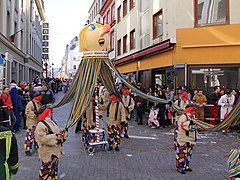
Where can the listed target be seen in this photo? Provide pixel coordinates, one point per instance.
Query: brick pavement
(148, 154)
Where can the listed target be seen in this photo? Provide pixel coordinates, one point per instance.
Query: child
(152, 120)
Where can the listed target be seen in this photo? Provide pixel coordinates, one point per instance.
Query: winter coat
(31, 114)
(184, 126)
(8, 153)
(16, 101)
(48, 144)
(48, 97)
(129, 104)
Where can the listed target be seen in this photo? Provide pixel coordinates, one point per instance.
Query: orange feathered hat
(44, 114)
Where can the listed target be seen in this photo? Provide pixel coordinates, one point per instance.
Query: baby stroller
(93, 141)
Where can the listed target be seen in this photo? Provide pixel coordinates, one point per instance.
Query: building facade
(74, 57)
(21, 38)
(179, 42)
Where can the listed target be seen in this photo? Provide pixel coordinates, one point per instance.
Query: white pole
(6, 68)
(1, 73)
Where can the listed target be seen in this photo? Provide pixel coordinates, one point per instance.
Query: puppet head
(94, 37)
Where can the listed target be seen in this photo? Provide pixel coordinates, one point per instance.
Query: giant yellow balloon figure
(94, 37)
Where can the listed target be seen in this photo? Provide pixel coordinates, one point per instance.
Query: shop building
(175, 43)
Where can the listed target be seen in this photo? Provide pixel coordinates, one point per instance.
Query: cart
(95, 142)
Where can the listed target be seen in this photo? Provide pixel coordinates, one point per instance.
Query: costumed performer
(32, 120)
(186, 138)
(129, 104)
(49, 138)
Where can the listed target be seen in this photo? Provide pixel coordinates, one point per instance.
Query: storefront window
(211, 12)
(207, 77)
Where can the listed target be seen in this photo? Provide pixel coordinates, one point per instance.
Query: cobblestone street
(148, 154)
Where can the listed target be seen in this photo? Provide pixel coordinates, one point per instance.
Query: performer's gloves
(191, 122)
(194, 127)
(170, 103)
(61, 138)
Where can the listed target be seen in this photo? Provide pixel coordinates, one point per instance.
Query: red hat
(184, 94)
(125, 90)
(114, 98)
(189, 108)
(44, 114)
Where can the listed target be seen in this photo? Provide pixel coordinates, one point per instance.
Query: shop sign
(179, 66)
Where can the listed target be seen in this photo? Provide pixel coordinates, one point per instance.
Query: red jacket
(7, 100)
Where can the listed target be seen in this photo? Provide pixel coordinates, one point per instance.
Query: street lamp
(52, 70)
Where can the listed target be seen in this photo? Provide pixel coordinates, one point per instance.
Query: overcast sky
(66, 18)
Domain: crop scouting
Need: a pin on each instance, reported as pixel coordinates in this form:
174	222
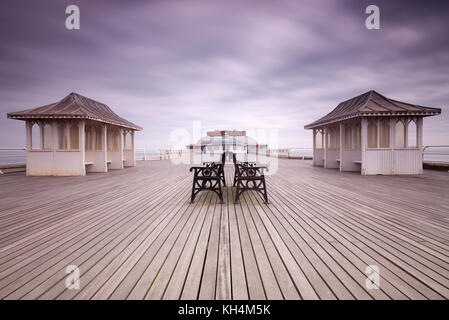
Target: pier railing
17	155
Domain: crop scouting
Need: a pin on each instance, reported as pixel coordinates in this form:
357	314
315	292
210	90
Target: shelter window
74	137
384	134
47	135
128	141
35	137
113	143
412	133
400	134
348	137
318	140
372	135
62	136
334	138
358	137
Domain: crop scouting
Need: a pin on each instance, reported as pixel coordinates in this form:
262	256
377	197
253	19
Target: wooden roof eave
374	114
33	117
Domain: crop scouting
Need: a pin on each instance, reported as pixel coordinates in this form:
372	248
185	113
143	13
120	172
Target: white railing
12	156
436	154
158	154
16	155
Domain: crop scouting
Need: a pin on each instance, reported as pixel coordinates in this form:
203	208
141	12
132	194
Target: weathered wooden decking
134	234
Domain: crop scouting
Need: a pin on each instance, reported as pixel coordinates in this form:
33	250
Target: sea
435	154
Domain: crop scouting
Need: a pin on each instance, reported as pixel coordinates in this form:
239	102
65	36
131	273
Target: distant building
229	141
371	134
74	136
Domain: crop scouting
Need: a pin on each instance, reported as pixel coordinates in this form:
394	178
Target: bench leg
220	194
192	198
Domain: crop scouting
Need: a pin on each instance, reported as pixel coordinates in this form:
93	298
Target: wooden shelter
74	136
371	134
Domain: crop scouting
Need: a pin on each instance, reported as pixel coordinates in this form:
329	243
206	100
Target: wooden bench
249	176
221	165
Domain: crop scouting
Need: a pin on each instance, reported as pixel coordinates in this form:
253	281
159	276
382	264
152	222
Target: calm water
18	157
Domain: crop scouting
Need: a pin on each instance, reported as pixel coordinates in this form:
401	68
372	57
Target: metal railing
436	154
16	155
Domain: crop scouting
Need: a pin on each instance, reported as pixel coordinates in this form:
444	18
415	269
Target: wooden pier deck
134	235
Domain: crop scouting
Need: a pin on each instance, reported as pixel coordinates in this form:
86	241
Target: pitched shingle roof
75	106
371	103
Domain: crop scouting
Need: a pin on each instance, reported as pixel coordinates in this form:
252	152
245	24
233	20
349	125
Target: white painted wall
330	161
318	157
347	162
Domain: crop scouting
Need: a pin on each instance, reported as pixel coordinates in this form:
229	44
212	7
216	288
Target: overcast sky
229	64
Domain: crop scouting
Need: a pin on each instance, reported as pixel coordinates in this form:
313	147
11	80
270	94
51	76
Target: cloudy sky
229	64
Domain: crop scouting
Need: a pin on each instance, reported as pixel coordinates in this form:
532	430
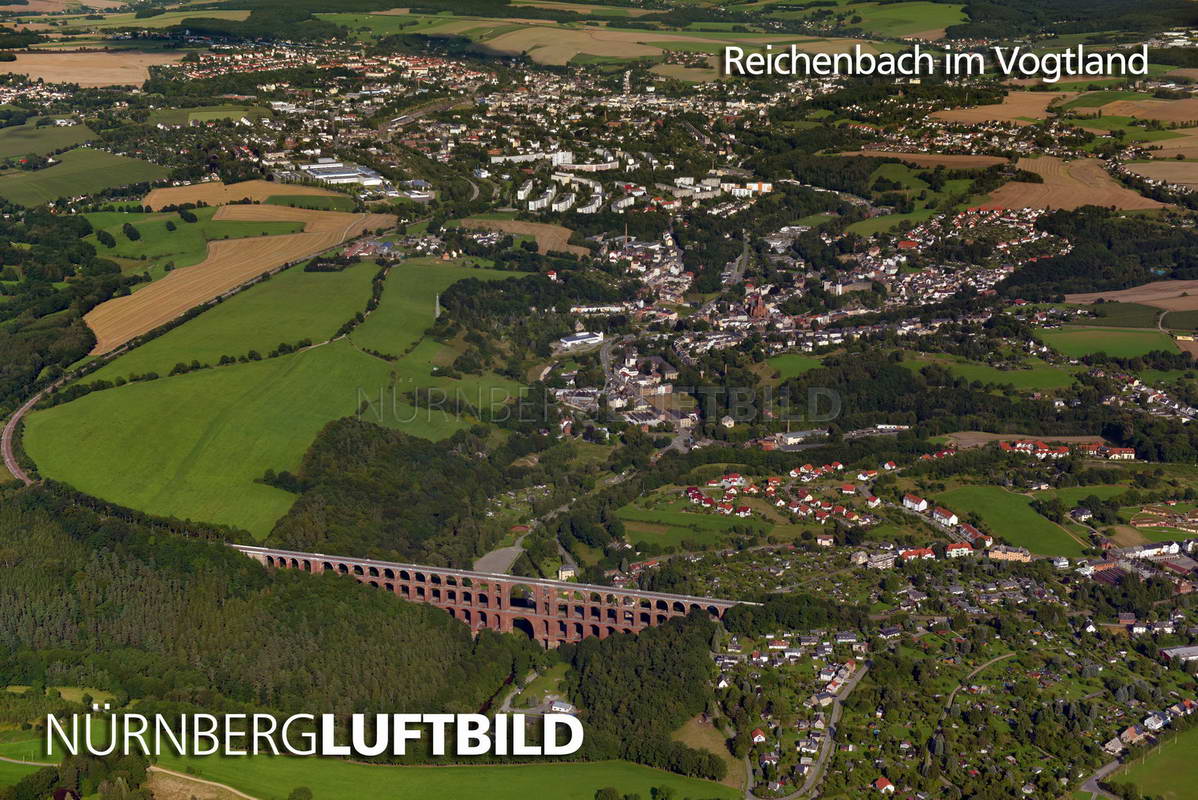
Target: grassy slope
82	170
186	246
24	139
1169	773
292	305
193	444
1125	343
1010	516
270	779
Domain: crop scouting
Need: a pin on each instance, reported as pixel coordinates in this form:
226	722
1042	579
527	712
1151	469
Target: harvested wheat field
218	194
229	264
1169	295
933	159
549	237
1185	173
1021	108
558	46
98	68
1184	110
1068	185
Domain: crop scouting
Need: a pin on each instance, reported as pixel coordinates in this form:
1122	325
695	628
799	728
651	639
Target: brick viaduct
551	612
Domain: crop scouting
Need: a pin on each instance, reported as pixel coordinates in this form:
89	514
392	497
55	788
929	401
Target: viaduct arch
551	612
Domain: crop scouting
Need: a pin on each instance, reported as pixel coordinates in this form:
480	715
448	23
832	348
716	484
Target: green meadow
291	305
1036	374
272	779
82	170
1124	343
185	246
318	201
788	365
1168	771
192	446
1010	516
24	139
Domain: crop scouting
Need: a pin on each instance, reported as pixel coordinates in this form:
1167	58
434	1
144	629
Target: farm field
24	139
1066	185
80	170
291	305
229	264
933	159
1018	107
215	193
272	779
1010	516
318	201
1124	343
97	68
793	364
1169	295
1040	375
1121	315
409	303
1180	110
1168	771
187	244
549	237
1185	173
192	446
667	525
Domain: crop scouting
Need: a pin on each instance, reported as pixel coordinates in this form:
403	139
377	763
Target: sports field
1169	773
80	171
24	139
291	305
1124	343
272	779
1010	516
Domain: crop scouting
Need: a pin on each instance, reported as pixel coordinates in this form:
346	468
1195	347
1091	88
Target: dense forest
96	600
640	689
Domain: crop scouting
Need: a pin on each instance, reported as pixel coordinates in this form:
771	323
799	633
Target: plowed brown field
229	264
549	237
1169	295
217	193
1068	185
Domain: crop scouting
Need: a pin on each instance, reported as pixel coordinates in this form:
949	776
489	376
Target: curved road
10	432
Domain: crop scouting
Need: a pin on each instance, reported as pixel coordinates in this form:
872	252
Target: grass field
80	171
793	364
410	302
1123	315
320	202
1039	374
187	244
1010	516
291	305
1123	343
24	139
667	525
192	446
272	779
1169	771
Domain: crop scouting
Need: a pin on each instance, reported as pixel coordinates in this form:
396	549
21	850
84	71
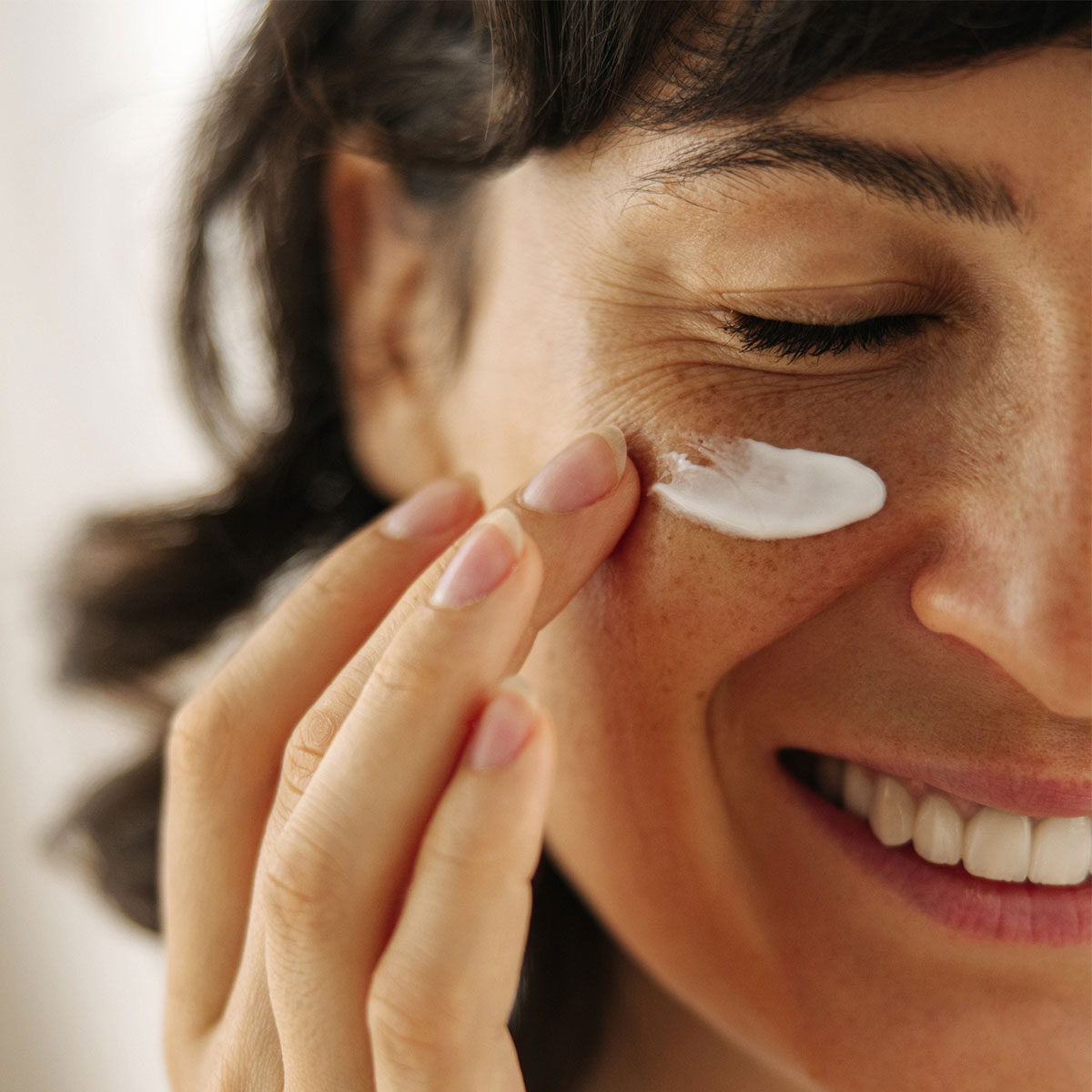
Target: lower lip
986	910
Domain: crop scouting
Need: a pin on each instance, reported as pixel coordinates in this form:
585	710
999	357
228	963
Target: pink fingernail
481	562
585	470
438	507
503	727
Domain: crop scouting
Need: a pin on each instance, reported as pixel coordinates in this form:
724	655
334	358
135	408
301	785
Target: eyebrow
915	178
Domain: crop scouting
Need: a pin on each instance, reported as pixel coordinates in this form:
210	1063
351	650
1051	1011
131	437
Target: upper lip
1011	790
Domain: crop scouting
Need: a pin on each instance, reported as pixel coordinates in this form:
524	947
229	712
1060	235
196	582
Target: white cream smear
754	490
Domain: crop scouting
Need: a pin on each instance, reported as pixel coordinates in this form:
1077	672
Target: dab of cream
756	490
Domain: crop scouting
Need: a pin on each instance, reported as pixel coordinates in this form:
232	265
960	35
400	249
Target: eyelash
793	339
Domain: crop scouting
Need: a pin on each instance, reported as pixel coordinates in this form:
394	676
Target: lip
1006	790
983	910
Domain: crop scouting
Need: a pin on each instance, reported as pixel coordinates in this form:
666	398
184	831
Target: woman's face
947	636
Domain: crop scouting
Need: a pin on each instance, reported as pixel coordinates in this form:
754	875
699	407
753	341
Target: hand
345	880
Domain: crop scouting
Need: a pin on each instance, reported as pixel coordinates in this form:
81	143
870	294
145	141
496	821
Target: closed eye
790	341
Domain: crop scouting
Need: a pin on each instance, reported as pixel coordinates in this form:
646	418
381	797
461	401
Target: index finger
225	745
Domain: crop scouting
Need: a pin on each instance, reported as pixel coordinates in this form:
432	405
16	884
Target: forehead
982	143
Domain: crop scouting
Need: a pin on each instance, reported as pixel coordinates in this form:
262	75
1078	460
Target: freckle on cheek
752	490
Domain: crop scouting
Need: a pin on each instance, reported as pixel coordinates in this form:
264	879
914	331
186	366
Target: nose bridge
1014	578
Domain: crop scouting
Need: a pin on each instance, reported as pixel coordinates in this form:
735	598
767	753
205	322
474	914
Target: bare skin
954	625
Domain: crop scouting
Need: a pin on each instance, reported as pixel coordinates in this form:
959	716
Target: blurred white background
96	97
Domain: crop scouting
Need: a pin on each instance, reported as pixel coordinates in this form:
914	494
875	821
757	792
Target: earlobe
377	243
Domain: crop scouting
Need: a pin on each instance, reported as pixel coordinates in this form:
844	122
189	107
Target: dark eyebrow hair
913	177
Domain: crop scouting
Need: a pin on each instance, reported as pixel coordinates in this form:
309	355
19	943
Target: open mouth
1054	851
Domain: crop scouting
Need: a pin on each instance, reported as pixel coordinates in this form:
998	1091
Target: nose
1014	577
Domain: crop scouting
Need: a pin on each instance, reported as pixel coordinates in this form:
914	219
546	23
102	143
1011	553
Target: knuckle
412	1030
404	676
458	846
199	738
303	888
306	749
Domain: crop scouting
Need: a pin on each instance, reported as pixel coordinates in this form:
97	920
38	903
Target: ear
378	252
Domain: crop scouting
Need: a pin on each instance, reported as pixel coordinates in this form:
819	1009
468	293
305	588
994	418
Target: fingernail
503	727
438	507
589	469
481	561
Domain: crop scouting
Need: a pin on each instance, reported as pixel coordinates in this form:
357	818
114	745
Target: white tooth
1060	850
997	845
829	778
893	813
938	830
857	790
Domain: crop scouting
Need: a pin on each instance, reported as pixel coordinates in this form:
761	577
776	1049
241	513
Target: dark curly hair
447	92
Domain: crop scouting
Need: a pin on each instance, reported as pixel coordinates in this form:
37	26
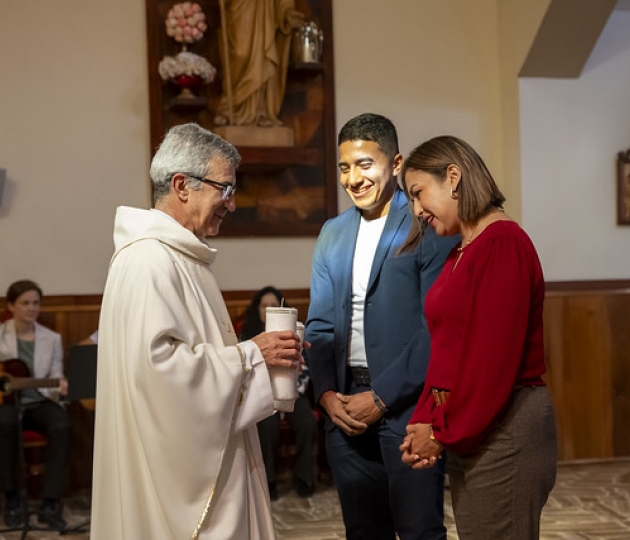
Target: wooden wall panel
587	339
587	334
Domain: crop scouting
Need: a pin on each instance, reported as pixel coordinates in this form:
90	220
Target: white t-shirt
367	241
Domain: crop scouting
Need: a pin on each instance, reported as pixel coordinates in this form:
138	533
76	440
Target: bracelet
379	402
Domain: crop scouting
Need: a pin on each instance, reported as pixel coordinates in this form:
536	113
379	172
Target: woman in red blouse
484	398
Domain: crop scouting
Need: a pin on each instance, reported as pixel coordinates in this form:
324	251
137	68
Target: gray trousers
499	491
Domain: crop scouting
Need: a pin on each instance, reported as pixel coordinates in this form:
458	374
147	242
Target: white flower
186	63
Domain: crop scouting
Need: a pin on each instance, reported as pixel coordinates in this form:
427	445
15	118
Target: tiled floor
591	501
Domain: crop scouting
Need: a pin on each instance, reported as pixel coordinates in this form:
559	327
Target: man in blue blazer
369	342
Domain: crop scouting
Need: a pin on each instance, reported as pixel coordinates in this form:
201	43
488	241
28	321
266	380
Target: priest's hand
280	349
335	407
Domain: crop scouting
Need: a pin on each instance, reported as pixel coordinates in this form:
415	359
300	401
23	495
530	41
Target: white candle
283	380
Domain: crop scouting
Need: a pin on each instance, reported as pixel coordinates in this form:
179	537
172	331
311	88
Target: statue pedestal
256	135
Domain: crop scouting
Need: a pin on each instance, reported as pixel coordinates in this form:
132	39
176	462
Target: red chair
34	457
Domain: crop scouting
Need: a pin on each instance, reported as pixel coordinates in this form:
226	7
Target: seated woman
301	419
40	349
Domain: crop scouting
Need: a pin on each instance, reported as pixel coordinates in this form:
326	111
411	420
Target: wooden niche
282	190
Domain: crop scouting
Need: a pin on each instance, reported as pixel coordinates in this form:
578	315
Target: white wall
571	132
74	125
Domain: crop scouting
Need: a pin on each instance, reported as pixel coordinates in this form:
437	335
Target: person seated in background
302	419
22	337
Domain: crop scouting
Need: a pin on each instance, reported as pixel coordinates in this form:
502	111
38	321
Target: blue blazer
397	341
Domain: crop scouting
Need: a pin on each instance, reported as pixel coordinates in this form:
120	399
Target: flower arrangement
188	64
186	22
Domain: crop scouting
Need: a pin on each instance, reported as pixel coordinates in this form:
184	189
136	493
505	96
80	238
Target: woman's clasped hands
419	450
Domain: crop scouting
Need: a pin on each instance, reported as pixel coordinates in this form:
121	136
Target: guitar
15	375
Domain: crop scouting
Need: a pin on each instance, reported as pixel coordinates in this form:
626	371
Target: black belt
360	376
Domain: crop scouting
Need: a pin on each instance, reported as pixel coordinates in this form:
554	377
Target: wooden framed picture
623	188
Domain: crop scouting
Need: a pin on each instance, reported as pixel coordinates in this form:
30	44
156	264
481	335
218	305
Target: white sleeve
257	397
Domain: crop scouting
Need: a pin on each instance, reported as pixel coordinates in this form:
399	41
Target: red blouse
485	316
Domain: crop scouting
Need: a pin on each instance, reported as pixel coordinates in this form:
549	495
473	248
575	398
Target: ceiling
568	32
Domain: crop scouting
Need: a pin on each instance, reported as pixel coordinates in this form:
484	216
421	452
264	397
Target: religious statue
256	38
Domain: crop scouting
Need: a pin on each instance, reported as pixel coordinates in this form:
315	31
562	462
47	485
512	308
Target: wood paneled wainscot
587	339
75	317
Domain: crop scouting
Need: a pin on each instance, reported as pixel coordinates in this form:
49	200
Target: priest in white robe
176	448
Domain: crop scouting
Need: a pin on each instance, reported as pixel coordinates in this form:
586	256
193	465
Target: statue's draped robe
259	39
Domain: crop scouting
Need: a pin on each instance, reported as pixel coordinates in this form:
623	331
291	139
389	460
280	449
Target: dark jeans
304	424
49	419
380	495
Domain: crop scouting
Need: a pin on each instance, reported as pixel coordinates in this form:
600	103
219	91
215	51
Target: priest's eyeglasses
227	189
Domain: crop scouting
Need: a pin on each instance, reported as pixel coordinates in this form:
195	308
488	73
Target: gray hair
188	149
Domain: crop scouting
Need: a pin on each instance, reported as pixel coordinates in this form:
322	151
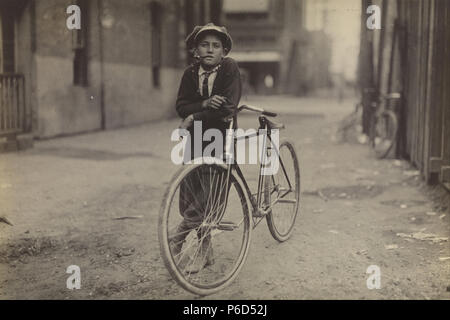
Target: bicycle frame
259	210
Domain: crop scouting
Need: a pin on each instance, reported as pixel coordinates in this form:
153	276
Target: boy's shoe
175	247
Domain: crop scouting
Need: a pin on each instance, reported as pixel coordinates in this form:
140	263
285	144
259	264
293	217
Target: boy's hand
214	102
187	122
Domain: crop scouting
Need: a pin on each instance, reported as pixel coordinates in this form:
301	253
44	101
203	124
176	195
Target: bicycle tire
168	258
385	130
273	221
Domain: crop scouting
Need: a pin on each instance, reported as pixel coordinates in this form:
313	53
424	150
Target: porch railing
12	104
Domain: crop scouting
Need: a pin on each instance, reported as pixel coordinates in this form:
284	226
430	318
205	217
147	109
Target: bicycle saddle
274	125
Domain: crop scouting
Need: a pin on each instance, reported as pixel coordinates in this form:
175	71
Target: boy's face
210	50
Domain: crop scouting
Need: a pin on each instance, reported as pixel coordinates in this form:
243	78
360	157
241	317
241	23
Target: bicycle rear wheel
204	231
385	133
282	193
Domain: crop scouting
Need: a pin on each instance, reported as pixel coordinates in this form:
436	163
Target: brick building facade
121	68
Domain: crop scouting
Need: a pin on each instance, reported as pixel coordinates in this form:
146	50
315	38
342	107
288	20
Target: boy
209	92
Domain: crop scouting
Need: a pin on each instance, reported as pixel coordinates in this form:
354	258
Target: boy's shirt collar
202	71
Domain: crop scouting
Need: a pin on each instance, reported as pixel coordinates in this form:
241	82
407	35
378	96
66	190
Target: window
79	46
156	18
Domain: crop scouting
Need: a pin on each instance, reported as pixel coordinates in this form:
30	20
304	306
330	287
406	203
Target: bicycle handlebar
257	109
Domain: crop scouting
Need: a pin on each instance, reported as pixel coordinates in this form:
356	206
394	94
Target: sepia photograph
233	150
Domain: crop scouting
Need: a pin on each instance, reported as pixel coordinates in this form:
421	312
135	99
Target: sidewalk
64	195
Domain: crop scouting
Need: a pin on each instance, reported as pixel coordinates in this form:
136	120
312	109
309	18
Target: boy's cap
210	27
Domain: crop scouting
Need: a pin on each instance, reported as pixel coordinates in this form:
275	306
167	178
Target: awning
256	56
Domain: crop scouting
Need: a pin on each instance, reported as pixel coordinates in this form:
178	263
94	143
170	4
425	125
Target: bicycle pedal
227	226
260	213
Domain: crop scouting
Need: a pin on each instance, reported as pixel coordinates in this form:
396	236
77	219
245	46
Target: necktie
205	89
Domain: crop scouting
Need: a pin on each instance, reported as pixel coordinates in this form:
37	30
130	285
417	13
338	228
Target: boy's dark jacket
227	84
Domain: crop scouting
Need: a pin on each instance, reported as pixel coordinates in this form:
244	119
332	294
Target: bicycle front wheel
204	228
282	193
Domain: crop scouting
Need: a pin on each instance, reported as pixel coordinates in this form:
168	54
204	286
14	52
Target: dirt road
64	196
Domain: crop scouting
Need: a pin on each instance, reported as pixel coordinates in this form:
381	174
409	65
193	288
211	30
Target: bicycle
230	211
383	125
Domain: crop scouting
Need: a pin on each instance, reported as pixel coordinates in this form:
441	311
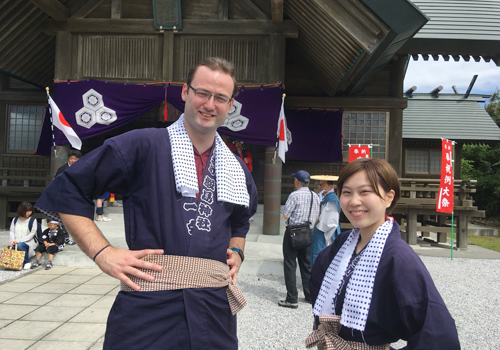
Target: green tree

========================================

(AIM OF THE EXERCISE) Extract every line of the records above that contains the string "priest", and note that case counts.

(RESULT OF THE TASK)
Target: priest's hand
Target: priest in white robe
Target: priest's eyeglasses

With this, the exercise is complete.